Items listed in a dataset:
....

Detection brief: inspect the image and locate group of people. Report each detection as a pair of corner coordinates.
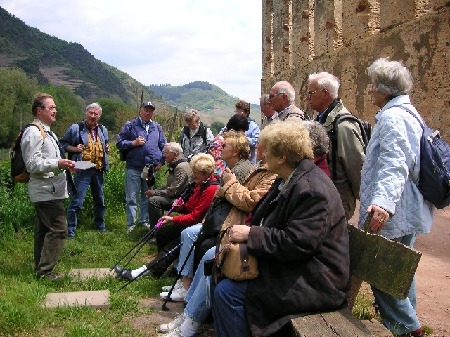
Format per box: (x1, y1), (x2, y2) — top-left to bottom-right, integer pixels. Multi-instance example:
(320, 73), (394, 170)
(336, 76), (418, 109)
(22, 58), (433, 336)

....

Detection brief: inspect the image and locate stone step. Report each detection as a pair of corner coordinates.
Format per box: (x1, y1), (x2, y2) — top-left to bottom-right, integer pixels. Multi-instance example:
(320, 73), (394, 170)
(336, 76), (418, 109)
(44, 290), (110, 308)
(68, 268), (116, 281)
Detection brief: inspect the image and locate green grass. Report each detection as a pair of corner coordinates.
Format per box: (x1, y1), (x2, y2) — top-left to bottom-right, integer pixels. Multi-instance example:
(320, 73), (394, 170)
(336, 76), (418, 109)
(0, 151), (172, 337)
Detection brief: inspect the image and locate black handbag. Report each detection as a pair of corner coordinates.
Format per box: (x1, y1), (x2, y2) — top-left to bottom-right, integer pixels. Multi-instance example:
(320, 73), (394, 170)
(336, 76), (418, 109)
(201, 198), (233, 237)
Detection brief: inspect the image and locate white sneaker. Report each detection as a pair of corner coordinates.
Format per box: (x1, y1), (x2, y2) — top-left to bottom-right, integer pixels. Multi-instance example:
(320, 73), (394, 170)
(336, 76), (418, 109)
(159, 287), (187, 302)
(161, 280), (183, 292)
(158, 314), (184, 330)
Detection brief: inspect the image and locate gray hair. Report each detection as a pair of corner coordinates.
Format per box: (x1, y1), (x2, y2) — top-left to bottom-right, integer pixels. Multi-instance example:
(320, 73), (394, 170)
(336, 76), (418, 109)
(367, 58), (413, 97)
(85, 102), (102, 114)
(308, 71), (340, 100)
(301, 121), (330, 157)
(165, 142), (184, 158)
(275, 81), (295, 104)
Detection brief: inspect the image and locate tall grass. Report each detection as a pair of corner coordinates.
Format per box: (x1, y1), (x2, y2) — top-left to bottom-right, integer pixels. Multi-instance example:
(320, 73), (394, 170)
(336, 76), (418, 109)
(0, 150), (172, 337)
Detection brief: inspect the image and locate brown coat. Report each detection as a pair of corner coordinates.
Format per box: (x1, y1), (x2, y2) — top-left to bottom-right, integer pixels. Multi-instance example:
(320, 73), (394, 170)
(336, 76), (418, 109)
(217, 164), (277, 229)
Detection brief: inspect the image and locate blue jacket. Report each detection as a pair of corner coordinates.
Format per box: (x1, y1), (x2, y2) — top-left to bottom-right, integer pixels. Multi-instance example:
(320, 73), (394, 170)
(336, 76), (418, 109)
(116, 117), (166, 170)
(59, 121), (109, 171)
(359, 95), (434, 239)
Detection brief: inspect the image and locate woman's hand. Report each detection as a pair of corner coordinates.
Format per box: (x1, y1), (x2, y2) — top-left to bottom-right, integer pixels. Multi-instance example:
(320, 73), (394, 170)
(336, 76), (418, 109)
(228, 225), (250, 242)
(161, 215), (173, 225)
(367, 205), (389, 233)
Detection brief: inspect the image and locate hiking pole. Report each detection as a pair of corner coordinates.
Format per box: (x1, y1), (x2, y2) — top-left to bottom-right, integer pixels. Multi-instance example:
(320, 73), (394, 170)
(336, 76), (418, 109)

....

WHAT YOU WILL DO — Copy out the items from the line containing "Detection brief: inspect the image and locate group" through the line containing "(22, 58), (433, 336)", requests included, and shift every coordinate in the answer boxes by adding -131 to it. Leave the requests and their sample coordinates unchanged, and leave the pictures out.

EXERCISE RESULT —
Detection brief: inspect the image and locate group of people. Report each detection as a pair of corner coordinates.
Format per box: (x1, y1), (x2, y2) — top-left to bottom-right, integer pixels. Multi-instance example:
(320, 73), (394, 170)
(336, 76), (418, 109)
(-109, -73), (302, 205)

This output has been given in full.